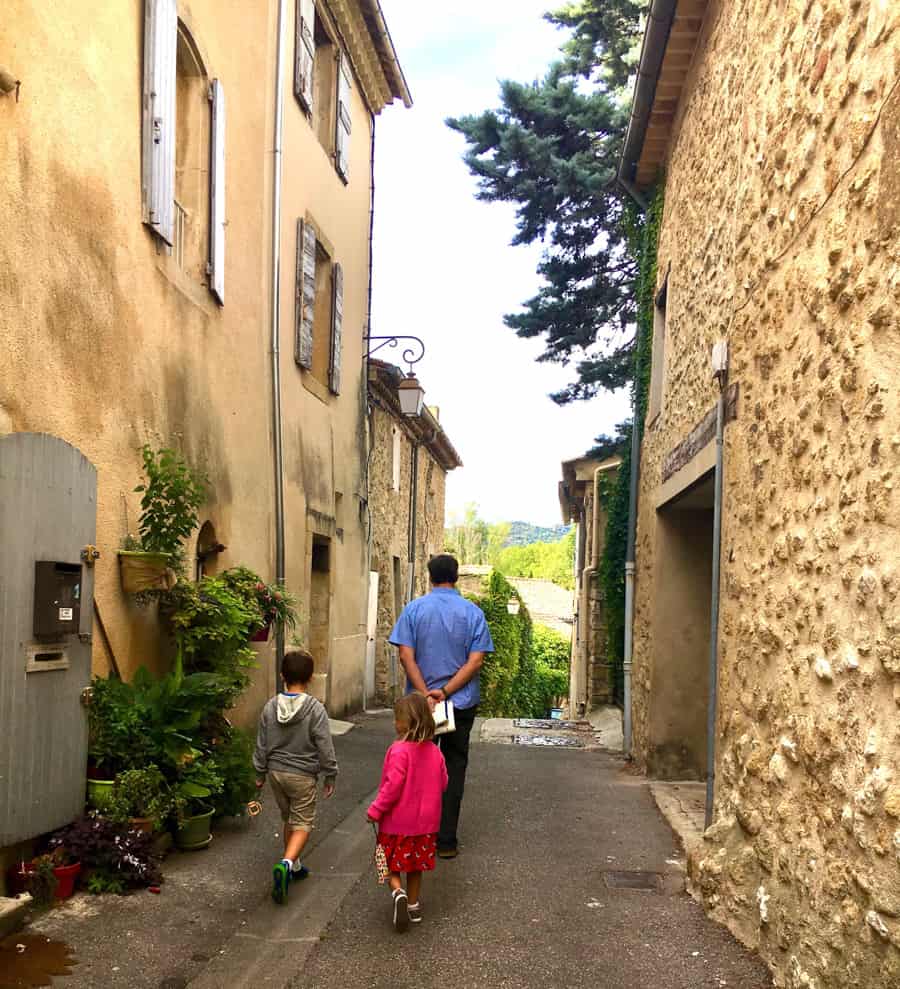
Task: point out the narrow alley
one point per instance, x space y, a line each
530 902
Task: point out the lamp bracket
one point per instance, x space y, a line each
412 354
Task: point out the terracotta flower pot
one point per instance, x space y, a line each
145 572
262 635
65 879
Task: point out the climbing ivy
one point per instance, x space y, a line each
643 242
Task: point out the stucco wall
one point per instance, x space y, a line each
108 345
780 226
390 537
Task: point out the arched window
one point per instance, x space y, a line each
208 549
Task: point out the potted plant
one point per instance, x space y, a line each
172 493
140 798
275 604
199 783
117 739
115 858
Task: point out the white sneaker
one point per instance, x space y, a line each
401 911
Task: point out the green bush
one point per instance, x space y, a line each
552 648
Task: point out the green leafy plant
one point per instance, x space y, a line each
198 783
172 494
277 606
40 880
105 881
141 793
110 851
231 757
116 736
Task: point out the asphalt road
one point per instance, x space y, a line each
527 905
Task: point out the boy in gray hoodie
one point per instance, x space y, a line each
293 745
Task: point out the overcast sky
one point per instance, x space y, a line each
444 270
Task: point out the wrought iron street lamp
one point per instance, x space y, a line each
410 393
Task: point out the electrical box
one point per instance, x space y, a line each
57 599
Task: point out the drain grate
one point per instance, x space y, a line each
556 741
631 880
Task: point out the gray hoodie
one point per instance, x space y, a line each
294 737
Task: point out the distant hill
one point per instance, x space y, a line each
524 533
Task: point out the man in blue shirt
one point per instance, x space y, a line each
443 639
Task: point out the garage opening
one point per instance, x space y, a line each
681 627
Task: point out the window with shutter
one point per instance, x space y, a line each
217 194
158 152
305 53
337 319
306 294
342 121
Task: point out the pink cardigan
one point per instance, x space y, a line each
412 783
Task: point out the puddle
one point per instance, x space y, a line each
556 741
31 960
550 724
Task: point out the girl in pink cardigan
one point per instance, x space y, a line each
408 805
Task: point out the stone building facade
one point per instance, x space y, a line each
591 679
408 470
777 126
136 278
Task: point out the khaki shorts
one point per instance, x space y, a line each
295 795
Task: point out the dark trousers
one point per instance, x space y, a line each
455 747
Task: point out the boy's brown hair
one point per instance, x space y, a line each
297 667
414 712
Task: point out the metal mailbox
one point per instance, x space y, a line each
57 599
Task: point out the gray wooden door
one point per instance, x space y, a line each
48 511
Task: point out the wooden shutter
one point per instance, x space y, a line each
306 293
342 123
305 52
158 139
337 322
217 194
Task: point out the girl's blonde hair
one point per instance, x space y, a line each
414 712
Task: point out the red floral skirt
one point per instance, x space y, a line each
409 853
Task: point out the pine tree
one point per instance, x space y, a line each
552 148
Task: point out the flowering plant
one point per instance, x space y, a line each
277 606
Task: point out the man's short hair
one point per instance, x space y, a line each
443 569
297 667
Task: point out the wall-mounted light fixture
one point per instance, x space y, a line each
410 393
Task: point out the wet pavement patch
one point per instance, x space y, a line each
31 960
631 880
550 724
555 741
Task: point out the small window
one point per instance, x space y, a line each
324 86
192 160
658 357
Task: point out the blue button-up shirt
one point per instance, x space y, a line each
443 628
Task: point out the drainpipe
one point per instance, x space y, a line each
720 370
629 579
413 502
275 304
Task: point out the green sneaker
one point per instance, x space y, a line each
281 877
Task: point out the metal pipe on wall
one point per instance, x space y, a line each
275 303
413 502
627 726
712 701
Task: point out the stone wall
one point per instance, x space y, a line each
390 536
781 233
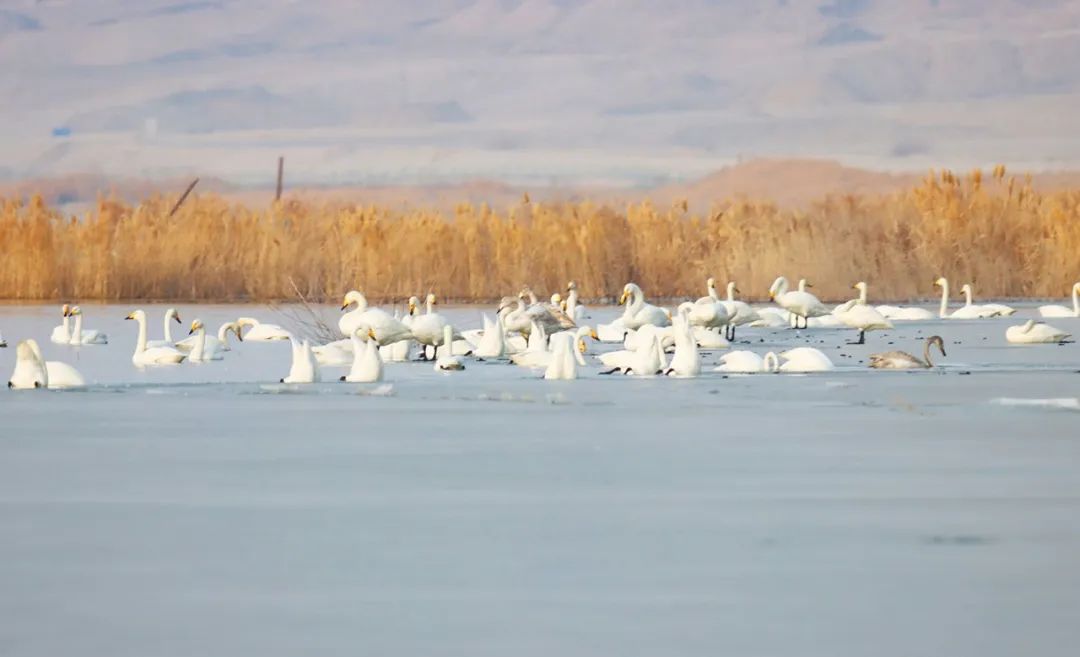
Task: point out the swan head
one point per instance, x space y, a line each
354 296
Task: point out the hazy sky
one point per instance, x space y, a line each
531 90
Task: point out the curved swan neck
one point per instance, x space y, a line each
140 340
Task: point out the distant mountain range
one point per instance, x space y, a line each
788 183
531 92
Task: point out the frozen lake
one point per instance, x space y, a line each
205 510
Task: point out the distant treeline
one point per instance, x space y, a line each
993 230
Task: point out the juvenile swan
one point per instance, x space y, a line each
903 360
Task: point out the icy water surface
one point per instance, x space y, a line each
206 510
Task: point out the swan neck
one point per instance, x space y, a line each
140 340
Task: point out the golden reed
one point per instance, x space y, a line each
995 231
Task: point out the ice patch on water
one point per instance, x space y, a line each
1067 403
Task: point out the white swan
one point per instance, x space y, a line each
799 304
864 318
574 308
566 357
740 312
637 312
1035 333
903 360
493 343
747 362
686 363
62 334
387 329
445 361
151 356
304 367
58 375
214 348
968 311
84 336
1001 309
258 332
30 371
1063 311
366 362
805 359
171 316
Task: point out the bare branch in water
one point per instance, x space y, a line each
306 320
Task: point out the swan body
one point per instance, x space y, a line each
799 303
1035 333
171 316
366 362
30 371
62 334
146 354
214 348
304 369
388 330
84 336
445 361
686 362
805 359
902 360
747 362
258 332
740 312
1063 311
566 357
493 343
637 312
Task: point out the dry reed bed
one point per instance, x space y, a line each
994 231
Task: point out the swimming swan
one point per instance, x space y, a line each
902 360
151 356
258 332
1035 333
213 348
366 362
387 329
445 361
637 312
805 359
799 304
304 367
1062 311
84 336
747 362
566 357
171 314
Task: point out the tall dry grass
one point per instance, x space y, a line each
993 230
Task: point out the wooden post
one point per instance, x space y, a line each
184 197
281 176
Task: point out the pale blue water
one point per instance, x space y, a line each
203 509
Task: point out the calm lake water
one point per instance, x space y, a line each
206 510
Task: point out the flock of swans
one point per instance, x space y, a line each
545 335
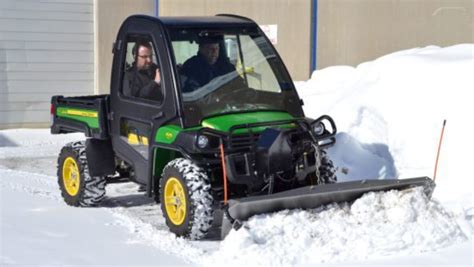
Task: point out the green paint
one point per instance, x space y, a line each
225 122
167 134
88 116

SHORT TASK:
Write the records out again in full, exactly, and skip every picture.

RESPONSE TO THE EXERCISE:
Task: point out the narrow alley
one point per instance, x space y, a line each
530 902
Task: point out the lamp bracket
one point per instance, x space y, a line each
412 354
Task: point out the terracotta flower pot
one point per instance, x space y, a line each
145 572
262 635
65 879
Task: point out the climbing ivy
one point per instance, x space y, a line each
643 242
Task: point out the stucco wall
one point per instance, x space y, a line each
108 345
780 226
390 537
Task: point out the arched window
one point per instance, x space y, a line each
208 549
Task: point out the potted plant
one point per instance, x space y, a line each
172 493
140 798
275 604
199 783
117 739
115 858
Task: point out the white sneaker
one point per instance, x space y, a line each
401 911
Task: point out the green bush
one point per instance, x space y, a line each
552 648
Task: point out the green leafy plant
one point per instance, x space y, a line each
198 783
172 494
277 606
40 880
105 881
141 793
110 851
231 757
116 736
Task: point out the asphalt road
one point per instance, x space y, a line each
527 905
Task: point out the boy in gray hoodie
one point per instance, x space y, a line each
293 745
Task: point out the overcast sky
one point per instance, x space y, a line each
444 270
Task: point out the wrought iron street lamp
one point per instance, x space y, a line each
410 393
Task: point out the electrical box
one point per instance, x space y, a line each
57 599
Task: point out the drain grate
one point per instance, x space y, a line each
556 741
631 880
Task: point out the gray hoodie
one point per instance, x space y, a line each
294 737
Task: point out the distant hill
one point per instance, x space y, a line each
524 533
Task: point out the man in blue shirt
one point per instance, x space y, a line each
443 639
Task: point out the garage opening
one point per instance, x space y, a line each
681 627
Task: point out the window with shutter
one point per instance, x space y, a line each
217 194
158 152
305 53
337 319
306 294
342 121
Task: point out the pink cardigan
one point per instance, x space y, a line each
412 783
Task: point out the puddle
one point per instance, x space y, a line each
556 741
31 960
550 724
Task: point out the girl in pink cardigan
one point per instance, x space y, a line each
408 805
Task: point out the stone building facade
one point per instance, x space y, a line each
591 679
408 470
777 126
136 278
Task: point out the khaki shorts
one point per instance, x space y, a line each
295 795
Task: point out the dark trousers
one point per instance, x space y, a line each
455 747
Task: point out the boy's brown hair
one point per instance, x space y, a line each
297 667
414 712
Task: point out the metal mailbox
one point per instance, x space y, a line each
57 599
Task: point out the gray wooden door
one point per instance, x space y, a line each
48 511
Task: point out the wooden shutter
one point per instance, x space y, a line each
306 293
342 123
305 52
158 139
337 322
217 194
Task: point out the girl's blonde hair
one point per instance, x space y, a line each
414 712
Task: point out the red floral skirt
one point per instance, x space y, a line each
409 853
Task: point out the pine tree
one point per instance, x space y, a line each
552 148
Task: point out the flowering plant
one point per instance, x space y, a line each
277 606
Task: point out the man's short hair
one point per instance, x space y, a line each
443 569
297 667
Task: point out the wall-mounted light fixture
one point per instance, x space y, a line each
410 393
Task: point out the wet pavement patch
one point per instance, x space y, a line each
31 960
631 880
550 724
555 741
Task: point out the small window
one point per instance, x space y, a line each
324 86
192 160
658 357
Task: point out the blue button-up shirt
one point per instance, x space y, a line each
443 628
Task: point out the drainpipe
one point per instance, x space y, a line each
720 370
629 579
413 502
275 304
Task: point out the green sneaker
one point per instance, x space y, a line each
281 877
Task: point out the metal pipe on wall
one point per instance, x space y, a line each
275 303
413 502
627 726
712 701
Task: point out the stone wall
one point per instance, x space y, a line each
390 536
781 233
Task: point out the swan head
one point per instance, x space y, a line each
354 296
Task: point out the hazy sky
one point per instance, x space y, a line each
531 90
Task: point out the curved swan neck
one point per instance, x space y, a line each
140 340
Task: point out the distant mountain range
one point per instance, x space y, a line each
788 183
531 92
Task: point out the frozen lake
one point per instance, x space y, a line each
205 510
Task: point out the distant treeline
one point per instance, x space y, a line each
993 230
Task: point out the juvenile swan
one point per instance, x space y, a line each
903 360
Task: point out the icy water surface
one point per instance, x space y, a line each
206 510
Task: point out the swan neck
one point per instance, x space y, a line each
140 340
Task: point out the golden reed
one point per instance, x space y, a line each
995 231
Task: point out the ice patch on water
one point per instance, x space y, a line each
1067 403
Task: point out the white swan
one point per instance, x space y, a line each
799 304
864 318
574 308
566 357
740 312
637 312
1035 333
903 360
493 343
747 362
686 363
62 334
387 329
445 361
151 356
304 367
58 375
214 348
968 311
84 336
1001 309
258 332
30 371
1063 311
366 362
805 359
171 316
Task: point out the bare branch in water
one point per instance, x space y, a line each
306 320
Task: point out the swan body
one point per instance, x space y, a line each
799 303
1035 333
171 316
366 362
30 371
62 334
146 354
214 348
304 369
388 330
84 336
445 361
686 362
805 359
902 360
747 362
258 332
740 312
1063 311
566 357
493 343
637 312
Task: point out the dry reed bed
one point per instance, x space y, a line each
994 231
Task: point out the swimming swan
one point per instance, x space y, a line each
902 360
151 356
258 332
1035 333
213 348
366 362
387 329
445 361
637 312
805 359
799 304
304 367
1062 311
84 336
747 362
566 357
171 314
Task: point out the tall dry grass
one point per instance, x space y, a line each
993 230
Task: point out the wooden post
one point per instance, x space y, a line each
184 197
281 176
Task: point out the pale blue water
one point per instance, x space y, a line each
203 509
Task: point out the calm lake water
one point per instance, x space y, a line each
206 510
Task: point out the flock of swans
one point per instance, x space y, a line each
545 335
Task: point out the green paint
one point per instance, x space y, a line each
225 122
167 134
88 116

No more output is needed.